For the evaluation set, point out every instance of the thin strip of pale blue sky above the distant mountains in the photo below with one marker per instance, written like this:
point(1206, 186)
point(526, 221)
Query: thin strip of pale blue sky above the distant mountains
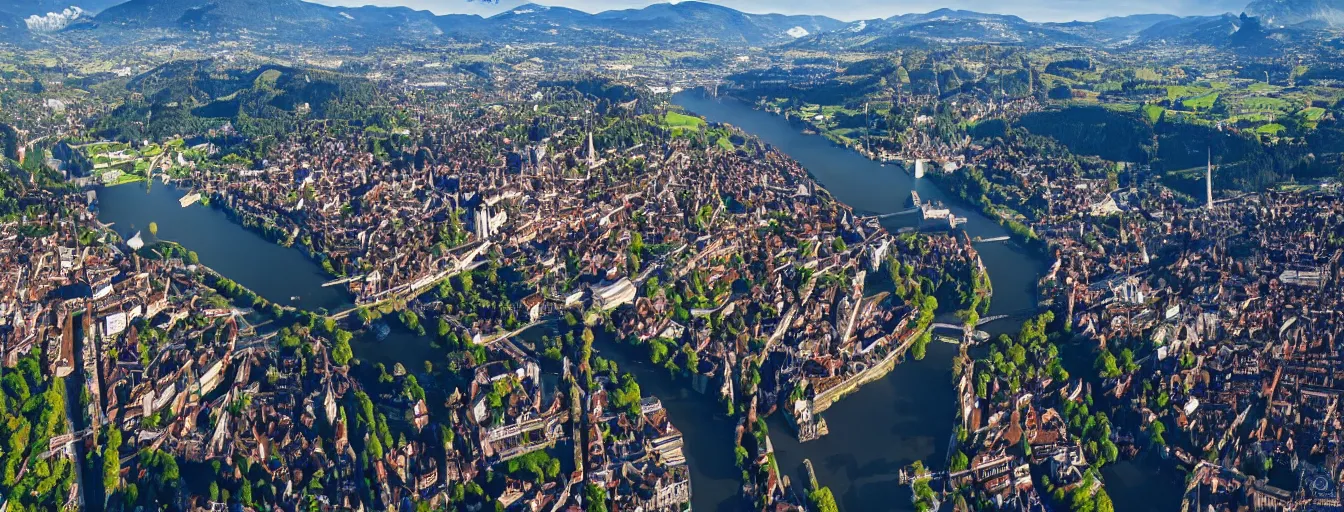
point(854, 10)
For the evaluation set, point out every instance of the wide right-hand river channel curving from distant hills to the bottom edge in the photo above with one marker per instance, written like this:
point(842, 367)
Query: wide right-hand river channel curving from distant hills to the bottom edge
point(909, 415)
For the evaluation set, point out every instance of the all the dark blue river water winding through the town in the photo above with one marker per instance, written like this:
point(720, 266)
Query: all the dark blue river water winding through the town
point(874, 432)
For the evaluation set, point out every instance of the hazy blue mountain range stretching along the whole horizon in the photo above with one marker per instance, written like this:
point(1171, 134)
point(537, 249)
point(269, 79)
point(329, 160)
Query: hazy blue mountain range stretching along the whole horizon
point(659, 25)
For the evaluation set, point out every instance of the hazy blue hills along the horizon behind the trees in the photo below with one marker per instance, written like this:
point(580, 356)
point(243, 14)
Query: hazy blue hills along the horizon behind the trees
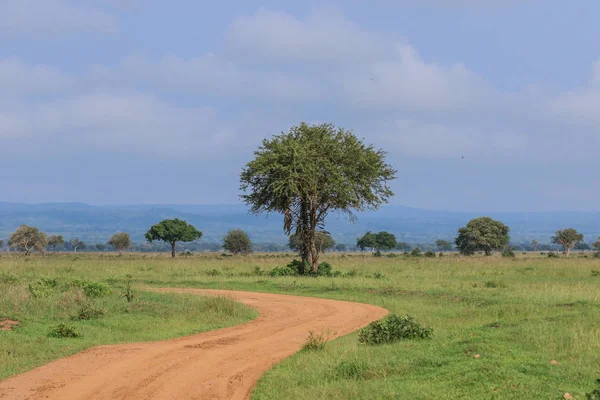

•••

▸ PROBLEM REQUIREMENTS
Scan the entries above for the word "evaluation", then copy every line in which it occurs.

▸ YOUR RESPONSE
For the evaluation set, point out every instance of the thin strip of pale blue sky above the distant mountains in the photo below with one marker per instance, written like this:
For the evaluation set, point out every instance of the wide right-hand river channel curving from distant hills to the bottom edge in the photo above with one marker per instance, written like this:
For the evaluation set, point out every instance of the all the dark blue river water winding through the town in the photo above with one marker per instance, written like this:
For the evaluation set, point out every instance of the hazy blue mountain range stretching along the whole horizon in the photo above with one marker per instance, written like this:
For the evaluation set, point out every instance of the hazy blue hills along the horizon behind the trees in the photo below with one marker per instance, written like this:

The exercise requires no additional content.